TO DO →
Extract the listing in its entirety, keeping each line identical to the original.

THE INPUT →
----------------------------------------

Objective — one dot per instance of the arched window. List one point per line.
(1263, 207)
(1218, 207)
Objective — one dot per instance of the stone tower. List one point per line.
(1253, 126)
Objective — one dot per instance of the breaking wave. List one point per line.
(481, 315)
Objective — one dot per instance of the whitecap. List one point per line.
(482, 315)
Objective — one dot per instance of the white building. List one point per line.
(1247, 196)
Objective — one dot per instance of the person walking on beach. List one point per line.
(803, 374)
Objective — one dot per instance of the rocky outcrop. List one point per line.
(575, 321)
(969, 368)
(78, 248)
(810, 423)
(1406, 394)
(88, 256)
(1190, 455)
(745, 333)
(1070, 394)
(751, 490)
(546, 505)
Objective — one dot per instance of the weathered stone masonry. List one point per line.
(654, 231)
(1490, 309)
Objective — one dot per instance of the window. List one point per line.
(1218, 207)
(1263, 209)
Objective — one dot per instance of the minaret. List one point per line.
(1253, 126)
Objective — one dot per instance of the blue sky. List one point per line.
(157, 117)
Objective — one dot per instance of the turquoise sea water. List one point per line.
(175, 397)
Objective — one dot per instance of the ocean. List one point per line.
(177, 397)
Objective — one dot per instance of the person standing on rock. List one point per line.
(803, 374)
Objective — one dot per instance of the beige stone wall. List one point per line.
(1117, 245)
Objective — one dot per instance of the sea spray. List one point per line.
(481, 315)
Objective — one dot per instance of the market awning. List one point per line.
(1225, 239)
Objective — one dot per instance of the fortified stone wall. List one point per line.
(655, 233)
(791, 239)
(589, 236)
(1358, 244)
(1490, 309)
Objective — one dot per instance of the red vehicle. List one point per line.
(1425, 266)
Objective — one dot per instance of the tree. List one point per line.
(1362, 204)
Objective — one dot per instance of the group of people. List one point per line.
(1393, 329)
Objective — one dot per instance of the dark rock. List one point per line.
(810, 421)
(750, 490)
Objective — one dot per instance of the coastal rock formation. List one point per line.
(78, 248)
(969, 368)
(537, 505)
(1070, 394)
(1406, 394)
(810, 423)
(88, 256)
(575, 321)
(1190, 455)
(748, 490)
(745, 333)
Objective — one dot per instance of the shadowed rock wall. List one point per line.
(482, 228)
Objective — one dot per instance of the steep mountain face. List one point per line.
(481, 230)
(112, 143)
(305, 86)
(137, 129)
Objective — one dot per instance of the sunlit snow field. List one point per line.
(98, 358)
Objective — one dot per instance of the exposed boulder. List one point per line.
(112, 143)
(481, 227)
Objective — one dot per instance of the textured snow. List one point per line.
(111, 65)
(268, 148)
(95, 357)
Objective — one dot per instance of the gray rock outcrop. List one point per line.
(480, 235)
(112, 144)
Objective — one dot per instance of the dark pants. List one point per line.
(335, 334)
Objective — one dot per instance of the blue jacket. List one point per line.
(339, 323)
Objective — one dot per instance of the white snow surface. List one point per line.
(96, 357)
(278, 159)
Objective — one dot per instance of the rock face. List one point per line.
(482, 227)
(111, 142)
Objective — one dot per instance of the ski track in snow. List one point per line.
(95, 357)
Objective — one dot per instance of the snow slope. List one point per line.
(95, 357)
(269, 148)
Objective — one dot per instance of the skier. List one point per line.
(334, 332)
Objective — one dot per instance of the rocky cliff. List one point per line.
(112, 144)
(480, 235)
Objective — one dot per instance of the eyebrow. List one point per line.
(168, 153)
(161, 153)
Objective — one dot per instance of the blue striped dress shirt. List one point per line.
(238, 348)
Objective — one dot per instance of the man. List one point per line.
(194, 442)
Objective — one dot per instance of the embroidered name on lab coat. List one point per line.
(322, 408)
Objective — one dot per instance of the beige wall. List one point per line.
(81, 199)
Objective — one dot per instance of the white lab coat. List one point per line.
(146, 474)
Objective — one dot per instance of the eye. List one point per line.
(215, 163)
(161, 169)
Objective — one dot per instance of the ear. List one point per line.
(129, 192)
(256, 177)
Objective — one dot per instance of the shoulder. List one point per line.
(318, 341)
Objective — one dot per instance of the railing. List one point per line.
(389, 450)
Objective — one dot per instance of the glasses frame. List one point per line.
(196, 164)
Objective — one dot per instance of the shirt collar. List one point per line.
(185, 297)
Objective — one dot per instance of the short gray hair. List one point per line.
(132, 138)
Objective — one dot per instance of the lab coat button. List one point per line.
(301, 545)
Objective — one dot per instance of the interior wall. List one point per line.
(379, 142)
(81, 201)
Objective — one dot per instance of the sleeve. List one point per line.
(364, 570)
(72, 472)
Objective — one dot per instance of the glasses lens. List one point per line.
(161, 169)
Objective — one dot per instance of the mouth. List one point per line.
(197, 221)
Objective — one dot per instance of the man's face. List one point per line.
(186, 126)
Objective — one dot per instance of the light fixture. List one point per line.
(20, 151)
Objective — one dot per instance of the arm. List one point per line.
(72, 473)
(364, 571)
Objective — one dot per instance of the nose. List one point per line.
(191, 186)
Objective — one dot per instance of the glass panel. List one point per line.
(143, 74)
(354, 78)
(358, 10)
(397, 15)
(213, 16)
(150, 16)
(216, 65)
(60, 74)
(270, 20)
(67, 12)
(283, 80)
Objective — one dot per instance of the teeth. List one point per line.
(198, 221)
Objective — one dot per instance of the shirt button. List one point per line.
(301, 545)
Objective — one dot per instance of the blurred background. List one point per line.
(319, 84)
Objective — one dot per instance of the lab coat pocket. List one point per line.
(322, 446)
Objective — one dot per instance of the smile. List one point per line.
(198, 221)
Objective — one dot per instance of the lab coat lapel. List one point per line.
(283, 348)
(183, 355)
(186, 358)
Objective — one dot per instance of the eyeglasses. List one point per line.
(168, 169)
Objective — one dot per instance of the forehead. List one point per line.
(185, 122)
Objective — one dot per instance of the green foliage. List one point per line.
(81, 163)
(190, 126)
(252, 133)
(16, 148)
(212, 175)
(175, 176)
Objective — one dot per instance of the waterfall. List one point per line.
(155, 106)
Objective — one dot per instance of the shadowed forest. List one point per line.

----------------------------------------

IN RESPONSE →
Objective — one dot per instance of the arched window. List one point per line.
(1263, 207)
(1218, 207)
Objective — one dot per instance of the stone tower. List one point per line.
(1253, 126)
Objective — one dot per instance of the breaking wave. List one point per line.
(481, 315)
Objective — one dot per instance of the whitecap. List one point per line.
(482, 315)
Objective — one dot per instance of the white building. List one point per line.
(1247, 196)
Objective — one dot per instance of the person walking on beach. List one point per line.
(803, 374)
Objective — one dot per instance of the rocky outcrop. List one point per line.
(575, 321)
(969, 368)
(78, 248)
(810, 423)
(1406, 394)
(88, 256)
(1190, 455)
(745, 333)
(1070, 394)
(751, 490)
(546, 505)
Objective — one dot per instance of the weathered stone masonry. List one point per line.
(654, 231)
(1490, 309)
Objective — one dot per instance of the window. List one point per line.
(1218, 207)
(1263, 209)
Objective — one dot per instance of the minaret. List one point per line.
(1253, 126)
Objective — one dot per instance of the blue sky. List one point per line.
(157, 117)
Objective — one dot per instance of the turquoise sea water. List one point per line.
(175, 397)
Objective — one dot per instance of the ocean. List one point per line.
(177, 397)
Objective — one dot per instance of the person standing on rock. List one point per line.
(803, 374)
Objective — one dot per instance of the beige stone wall. List one point per line.
(1117, 245)
Objective — one dot per instance of the sea spray. List one point per line.
(481, 315)
Objective — one dot per instance of the market awning. List one point per line.
(1225, 239)
Objective — one dot per instance of the fortified stone wall. List one point per line.
(655, 233)
(791, 239)
(589, 236)
(1358, 244)
(1490, 309)
Objective — one dot per instance of the red vehicle. List one point per line.
(1425, 266)
Objective — one dot per instance of the tree. List one point per line.
(1362, 204)
Objective — one dot per instance of the group of people. List one point per line.
(1393, 329)
Objective — one dot per instance of the dark rock. List one point per line.
(810, 421)
(750, 490)
Objective — one dot per instance of the coastal rock formation. List one point per line.
(78, 248)
(969, 368)
(537, 505)
(1070, 394)
(1406, 394)
(810, 423)
(88, 256)
(575, 321)
(1190, 455)
(748, 490)
(745, 333)
Objective — one dot per instance of the shadowed rock wall. List one point per line.
(482, 228)
Objective — one dot per instance of the steep mountain face. List one point per line.
(481, 230)
(112, 143)
(305, 86)
(137, 129)
Objective — one dot per instance of the sunlit snow field. List one point per line.
(98, 358)
Objective — one dot per instance of the exposed boulder. List one point per line.
(112, 143)
(481, 227)
Objective — one dot per instance of the textured snow. List one point per line.
(111, 65)
(268, 148)
(95, 357)
Objective — one dot per instance of the gray rock outcrop. List one point per line.
(480, 235)
(112, 144)
Objective — one dot per instance of the dark pants. List one point per line.
(335, 334)
Objective — one dot per instance of the blue jacket. List one point per line.
(339, 323)
Objective — one dot per instance of the white snow surface. List one point per line.
(96, 357)
(278, 159)
Objective — one dot per instance of the rock face. List one point per line.
(482, 227)
(111, 142)
Objective — one dot per instance of the ski track in snow. List one point per line.
(95, 357)
Objective — one dot per instance of the snow slope. List one point per line.
(95, 357)
(269, 148)
Objective — one dot per instance of the skier. List one point per line.
(334, 332)
Objective — one dot per instance of the rocky cliff. List one point per line.
(112, 144)
(480, 235)
Objective — one dot per instance of the eyebrow. List one point per line.
(168, 153)
(161, 153)
Objective — one dot per instance of the blue striped dress shirt. List one point per line.
(238, 348)
Objective — one dot per instance of the man. List one point per line.
(194, 442)
Objective — one dot per instance of the embroidered name on lab coat. List one point per line.
(322, 408)
Objective — one dot per instance of the beige wall. List one point per line.
(81, 199)
Objective — one dot per instance of the white lab coat. List one point per line.
(146, 474)
Objective — one dot per instance of the eye. List one point per line.
(215, 163)
(161, 169)
Objective — one dot per instance of the ear. List one point per line.
(129, 192)
(256, 177)
Objective — one dot per instance of the shoulder. List one point per line.
(318, 341)
Objective — one dot per instance of the railing. List one point per line.
(389, 450)
Objective — one dot per instance of the glasses frame. List one point per line.
(196, 164)
Objective — one dot per instance of the shirt collar. List one point per line.
(185, 297)
Objective — one dot per instance of the short gray hair. List one point per line.
(132, 138)
Objective — one dot per instance of the lab coat button. List one point per line.
(301, 545)
Objective — one dot per instance of the interior wall. List one point per line.
(379, 142)
(81, 201)
Objective — one dot per instance of the sleeve. List one point per line.
(364, 570)
(72, 472)
Objective — one dot per instance of the glasses lens. List one point per line.
(161, 169)
Objective — one dot per instance of the mouth. List one point per line.
(197, 221)
Objective — one dot per instance of the man's face. List one point per line.
(186, 126)
Objective — one dot per instance of the light fixture. List one point per line.
(20, 151)
Objective — one dot per instance of the arm. List one point per line.
(72, 473)
(364, 571)
Objective — one dot per instance of the nose. List one point per line.
(191, 186)
Objective — one dot per instance of the glass panel. List one point per line.
(143, 74)
(354, 78)
(358, 10)
(397, 15)
(213, 16)
(150, 16)
(216, 65)
(60, 74)
(270, 20)
(67, 12)
(283, 80)
Objective — one dot per instance of the teeth. List one point per line.
(198, 221)
Objective — one dot per instance of the shirt button. List one point per line.
(301, 545)
Objective — one dot per instance of the blurred background. List one point per line.
(319, 84)
Objective — one dot per instance of the lab coat pocket. List one point per line.
(322, 446)
Objective — one dot per instance of the smile. List one point per line.
(198, 221)
Objective — one dot per instance of the lab coat lapel. List one point per line.
(283, 348)
(183, 355)
(186, 358)
Objective — one dot per instance of the eyeglasses. List one point per line.
(168, 169)
Objective — one dot per instance of the forehead. List one point per line.
(185, 122)
Objective — one dot per instance of the green foliage. List one point per line.
(81, 163)
(190, 126)
(252, 133)
(16, 148)
(212, 175)
(175, 176)
Objective — one dot per instance of the waterfall. List one point per line.
(155, 106)
Objective — one dot per instance of the shadowed forest. List one point per line.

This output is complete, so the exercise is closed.